Task
Repeat every line below exactly, word for word.

Dataset excerpts on object pointing
"""
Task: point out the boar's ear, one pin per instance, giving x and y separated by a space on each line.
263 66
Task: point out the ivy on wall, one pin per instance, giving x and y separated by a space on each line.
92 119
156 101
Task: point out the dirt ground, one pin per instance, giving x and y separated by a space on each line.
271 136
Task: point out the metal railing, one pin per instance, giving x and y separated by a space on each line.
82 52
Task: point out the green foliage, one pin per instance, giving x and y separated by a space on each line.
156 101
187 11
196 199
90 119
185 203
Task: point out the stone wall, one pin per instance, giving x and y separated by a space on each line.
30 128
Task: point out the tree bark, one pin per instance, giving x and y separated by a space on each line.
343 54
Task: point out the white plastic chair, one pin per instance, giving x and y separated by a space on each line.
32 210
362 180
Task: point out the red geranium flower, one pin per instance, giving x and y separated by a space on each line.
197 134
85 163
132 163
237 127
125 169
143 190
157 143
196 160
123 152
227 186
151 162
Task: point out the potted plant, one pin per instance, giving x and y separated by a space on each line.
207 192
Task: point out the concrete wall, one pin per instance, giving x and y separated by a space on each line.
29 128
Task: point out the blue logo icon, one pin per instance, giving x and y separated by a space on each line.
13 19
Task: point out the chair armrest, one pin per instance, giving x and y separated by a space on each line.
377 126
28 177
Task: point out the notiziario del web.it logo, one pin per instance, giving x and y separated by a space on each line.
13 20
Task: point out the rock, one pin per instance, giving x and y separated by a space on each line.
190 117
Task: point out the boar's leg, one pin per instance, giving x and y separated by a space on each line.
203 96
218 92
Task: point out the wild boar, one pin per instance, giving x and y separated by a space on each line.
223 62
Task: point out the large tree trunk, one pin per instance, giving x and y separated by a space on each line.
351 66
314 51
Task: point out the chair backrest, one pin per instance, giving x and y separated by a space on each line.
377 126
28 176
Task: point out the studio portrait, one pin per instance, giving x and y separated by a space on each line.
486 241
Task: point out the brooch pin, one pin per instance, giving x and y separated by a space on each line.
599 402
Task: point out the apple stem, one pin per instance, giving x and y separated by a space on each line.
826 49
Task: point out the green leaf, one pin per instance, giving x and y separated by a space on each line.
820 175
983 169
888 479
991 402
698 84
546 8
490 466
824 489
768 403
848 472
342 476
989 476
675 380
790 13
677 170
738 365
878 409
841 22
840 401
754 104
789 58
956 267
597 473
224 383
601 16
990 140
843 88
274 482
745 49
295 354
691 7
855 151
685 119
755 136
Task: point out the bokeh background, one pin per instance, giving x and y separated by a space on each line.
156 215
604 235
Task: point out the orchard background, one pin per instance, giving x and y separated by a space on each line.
"""
Full response
Task: point out the boar's ear, one pin per instance, giving x and y separated by a space on each line.
263 66
Task: point out the ivy on wall, one pin per instance, giving x and y separated by a space on each line.
92 119
156 101
Task: point out the dirt ground, one pin per instance, giving x and y separated by a space on each line.
271 136
Task: point out the metal railing, one pin per instance, giving x and y separated by a space on each line.
82 52
Task: point out the green foliage, one pin per instance, giving x and y separated by a space on each line.
156 101
187 11
196 199
90 119
185 203
Task: point out the stone wall, one pin per instance, giving x and y separated by a space on each line.
30 128
Task: point out the tree bark, one pin per instance, giving x and y separated by a space on each line.
343 54
Task: point out the white plastic chair, one pin per instance, giving x and y separated by a space on each line.
32 210
362 180
Task: point out the red geranium flower, one pin per instance, giving x and y separated by a space on each line.
197 134
85 163
132 163
237 127
125 169
143 190
157 143
196 160
123 152
227 186
151 162
Task: point out the potted plant, one pin per instance, giving x and y separated by a space on each line.
207 192
Task: point out the concrete wall, one pin per instance, giving x and y separated by a space on each line.
29 128
Task: point out the blue logo icon, one pin per instance, giving x and y separated by a space on each line.
13 19
Task: point out the chair armrest, one pin per instance, giving x and y separated by a space on each line.
377 126
28 177
Task: point out the notiziario del web.it logo, one pin per instance, giving x and y separated by a space on each line.
13 20
Task: point out the rock, one pin per instance, giving x and y separated by a space on each line.
190 117
Task: point out the boar's leg, one pin per instance, giving x and y separated by a space on each line.
203 96
218 92
Task: point out the wild boar, one pin per instance, giving x and y separated by a space on each line.
223 62
Task: point out the large tree trunk, one pin per instance, giving x and y separated by a space on each line.
351 66
314 51
Task: point out the chair backrest, one pin per instance, giving x and y separated by a space on each line.
377 126
28 176
Task: point out the studio portrait, one pin per instance, giving x and y separated by a space on each line.
486 241
Task: point out the brooch pin, one pin per instance, giving x and y separated by a space on each line.
599 402
Task: point out the apple stem, one pin per instance, giving x and y separated by a space on each line.
826 49
Task: point out the green leaf, one pin per instance, giving x and y separated by a space on each line.
820 175
983 169
888 479
991 402
698 84
546 8
490 466
824 489
768 403
848 472
342 476
989 476
675 380
790 13
677 170
738 365
878 409
841 22
840 401
754 104
789 58
956 267
597 473
224 383
601 16
990 140
843 88
274 482
745 49
295 354
691 7
855 151
685 119
755 136
Task: point out the bokeh background, one pin per instance, giving x and y separated by a space on each line.
156 215
604 235
Task: point out the orchard background, one pin per instance, giving x and y separated by a space on each line.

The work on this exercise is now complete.